• [WHAT IS EXPECTED]
Every line below that holds "locomotive" must be copied.

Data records
# # # # # # #

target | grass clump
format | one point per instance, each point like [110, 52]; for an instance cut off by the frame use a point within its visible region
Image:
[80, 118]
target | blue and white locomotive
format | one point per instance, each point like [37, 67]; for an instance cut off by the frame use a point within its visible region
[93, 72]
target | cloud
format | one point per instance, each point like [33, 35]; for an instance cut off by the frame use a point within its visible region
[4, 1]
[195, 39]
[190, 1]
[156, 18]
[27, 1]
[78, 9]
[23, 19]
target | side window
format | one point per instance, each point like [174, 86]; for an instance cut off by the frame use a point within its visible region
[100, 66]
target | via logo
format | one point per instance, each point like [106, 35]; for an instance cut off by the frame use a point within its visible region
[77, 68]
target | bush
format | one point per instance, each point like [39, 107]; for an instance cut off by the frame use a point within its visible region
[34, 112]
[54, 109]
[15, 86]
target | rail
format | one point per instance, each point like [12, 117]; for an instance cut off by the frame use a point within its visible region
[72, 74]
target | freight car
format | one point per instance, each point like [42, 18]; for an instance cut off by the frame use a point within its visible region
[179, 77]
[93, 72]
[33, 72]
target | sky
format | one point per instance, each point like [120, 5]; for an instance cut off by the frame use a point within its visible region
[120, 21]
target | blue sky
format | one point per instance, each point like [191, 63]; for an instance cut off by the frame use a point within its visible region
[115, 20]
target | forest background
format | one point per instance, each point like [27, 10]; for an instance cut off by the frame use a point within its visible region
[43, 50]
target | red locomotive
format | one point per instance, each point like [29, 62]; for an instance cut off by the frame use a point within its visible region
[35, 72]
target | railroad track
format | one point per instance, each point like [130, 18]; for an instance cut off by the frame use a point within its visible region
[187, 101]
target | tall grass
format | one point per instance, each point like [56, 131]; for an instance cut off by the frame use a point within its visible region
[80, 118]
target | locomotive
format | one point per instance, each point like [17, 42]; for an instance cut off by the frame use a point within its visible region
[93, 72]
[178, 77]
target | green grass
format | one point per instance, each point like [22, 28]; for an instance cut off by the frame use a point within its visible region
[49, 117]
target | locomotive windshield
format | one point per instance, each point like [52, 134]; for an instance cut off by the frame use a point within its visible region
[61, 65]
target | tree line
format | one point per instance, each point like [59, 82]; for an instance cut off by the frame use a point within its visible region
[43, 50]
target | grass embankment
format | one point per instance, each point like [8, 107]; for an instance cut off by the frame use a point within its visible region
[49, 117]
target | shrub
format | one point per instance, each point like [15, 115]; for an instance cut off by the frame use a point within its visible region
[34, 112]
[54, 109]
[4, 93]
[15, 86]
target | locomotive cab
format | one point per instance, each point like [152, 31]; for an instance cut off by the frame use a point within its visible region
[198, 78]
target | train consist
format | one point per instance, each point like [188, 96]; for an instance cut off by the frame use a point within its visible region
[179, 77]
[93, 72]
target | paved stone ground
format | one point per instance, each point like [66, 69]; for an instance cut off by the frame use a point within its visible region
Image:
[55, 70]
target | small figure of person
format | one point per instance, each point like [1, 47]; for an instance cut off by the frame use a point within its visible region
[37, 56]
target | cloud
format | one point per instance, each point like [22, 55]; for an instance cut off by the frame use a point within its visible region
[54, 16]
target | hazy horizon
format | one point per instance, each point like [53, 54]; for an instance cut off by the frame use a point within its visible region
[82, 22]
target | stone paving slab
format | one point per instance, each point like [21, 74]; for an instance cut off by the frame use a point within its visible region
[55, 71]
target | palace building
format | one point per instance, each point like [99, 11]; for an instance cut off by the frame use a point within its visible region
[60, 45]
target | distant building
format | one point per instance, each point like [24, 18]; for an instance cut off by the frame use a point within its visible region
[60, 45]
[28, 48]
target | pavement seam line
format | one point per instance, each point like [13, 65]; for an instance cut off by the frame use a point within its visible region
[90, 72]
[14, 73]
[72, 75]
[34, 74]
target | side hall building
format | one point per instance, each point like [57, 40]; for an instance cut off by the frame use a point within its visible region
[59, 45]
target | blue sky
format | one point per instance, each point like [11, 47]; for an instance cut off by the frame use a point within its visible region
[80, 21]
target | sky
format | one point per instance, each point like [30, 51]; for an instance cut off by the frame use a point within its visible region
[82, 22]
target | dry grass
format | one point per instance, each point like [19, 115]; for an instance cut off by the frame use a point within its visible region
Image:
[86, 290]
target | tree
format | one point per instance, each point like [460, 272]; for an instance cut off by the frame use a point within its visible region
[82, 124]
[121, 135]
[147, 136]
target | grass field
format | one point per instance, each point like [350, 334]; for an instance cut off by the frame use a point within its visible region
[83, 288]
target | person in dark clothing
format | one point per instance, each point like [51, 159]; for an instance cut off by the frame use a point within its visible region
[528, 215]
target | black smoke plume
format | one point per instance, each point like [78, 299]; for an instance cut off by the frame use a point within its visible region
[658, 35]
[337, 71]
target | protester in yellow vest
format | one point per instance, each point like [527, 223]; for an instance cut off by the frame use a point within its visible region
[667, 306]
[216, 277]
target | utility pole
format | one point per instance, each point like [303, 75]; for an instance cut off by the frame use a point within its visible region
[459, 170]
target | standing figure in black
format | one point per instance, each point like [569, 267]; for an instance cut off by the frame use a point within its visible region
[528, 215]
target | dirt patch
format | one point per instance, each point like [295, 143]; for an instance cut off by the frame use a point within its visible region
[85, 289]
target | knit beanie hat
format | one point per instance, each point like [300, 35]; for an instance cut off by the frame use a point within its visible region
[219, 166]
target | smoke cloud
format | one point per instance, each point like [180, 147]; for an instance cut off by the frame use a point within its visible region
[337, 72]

# # # # # # #

• [ANSWER TO THE PROBLEM]
target | blue and white locomotive
target | red locomotive
target | locomotive
target | locomotive windshield
target | locomotive cab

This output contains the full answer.